:: Exercise details ::
Reproduce all of the entries below, swapping "even-odd rule" for "nonzero rule" wherever it appears and leaving everything else as it is.

-*-

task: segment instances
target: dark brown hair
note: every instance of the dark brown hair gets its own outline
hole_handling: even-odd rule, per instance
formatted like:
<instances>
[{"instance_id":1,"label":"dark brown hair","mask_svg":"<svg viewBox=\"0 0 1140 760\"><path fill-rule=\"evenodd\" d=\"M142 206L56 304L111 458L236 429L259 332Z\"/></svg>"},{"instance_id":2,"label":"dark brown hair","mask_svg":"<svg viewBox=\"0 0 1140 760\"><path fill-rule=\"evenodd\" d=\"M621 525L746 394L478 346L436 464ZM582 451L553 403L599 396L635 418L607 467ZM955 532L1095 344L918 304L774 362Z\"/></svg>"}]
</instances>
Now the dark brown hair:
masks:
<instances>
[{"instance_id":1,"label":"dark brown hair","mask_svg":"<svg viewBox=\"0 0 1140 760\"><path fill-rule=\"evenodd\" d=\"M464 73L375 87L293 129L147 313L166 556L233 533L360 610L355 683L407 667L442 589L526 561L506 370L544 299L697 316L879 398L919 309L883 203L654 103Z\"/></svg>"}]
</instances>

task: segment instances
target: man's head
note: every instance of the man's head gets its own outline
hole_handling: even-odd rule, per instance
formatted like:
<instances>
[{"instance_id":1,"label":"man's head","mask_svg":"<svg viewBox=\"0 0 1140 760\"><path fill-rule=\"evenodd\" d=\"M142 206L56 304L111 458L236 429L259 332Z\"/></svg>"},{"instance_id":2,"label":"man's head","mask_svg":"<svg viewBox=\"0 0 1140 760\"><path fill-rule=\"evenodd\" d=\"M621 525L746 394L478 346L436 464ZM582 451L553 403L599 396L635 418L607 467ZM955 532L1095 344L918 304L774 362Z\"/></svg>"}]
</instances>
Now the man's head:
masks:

-*-

:: Correct result ::
task: segment instances
target: dark brown hair
note: every instance of the dark brown hair gets its own outline
hole_handling: nonzero rule, per instance
formatted like:
<instances>
[{"instance_id":1,"label":"dark brown hair","mask_svg":"<svg viewBox=\"0 0 1140 760\"><path fill-rule=\"evenodd\" d=\"M142 206L56 304L111 458L236 429L259 332Z\"/></svg>"},{"instance_id":2,"label":"dark brown hair","mask_svg":"<svg viewBox=\"0 0 1140 760\"><path fill-rule=\"evenodd\" d=\"M621 525L746 394L478 346L436 464ZM582 451L553 403L599 396L635 418L607 467ZM955 532L1095 344L918 304L774 362Z\"/></svg>"}]
</instances>
Now the dark brown hair:
masks:
<instances>
[{"instance_id":1,"label":"dark brown hair","mask_svg":"<svg viewBox=\"0 0 1140 760\"><path fill-rule=\"evenodd\" d=\"M464 73L375 87L293 129L147 313L166 556L233 533L360 610L355 683L407 667L442 589L526 561L506 370L544 299L697 316L879 398L919 309L883 203L654 103Z\"/></svg>"}]
</instances>

task: segment instances
target: man's head
note: every instance of the man's head gets its own outline
hole_handling: nonzero rule, per instance
formatted like:
<instances>
[{"instance_id":1,"label":"man's head","mask_svg":"<svg viewBox=\"0 0 1140 760\"><path fill-rule=\"evenodd\" d=\"M142 206L56 304L111 458L236 429L259 332Z\"/></svg>"},{"instance_id":2,"label":"man's head","mask_svg":"<svg viewBox=\"0 0 1140 760\"><path fill-rule=\"evenodd\" d=\"M621 525L746 394L478 346L436 464ZM582 451L553 403L599 396L635 418L607 467ZM955 532L1095 344L918 304L774 362Z\"/></svg>"}]
</instances>
Now the man's head:
masks:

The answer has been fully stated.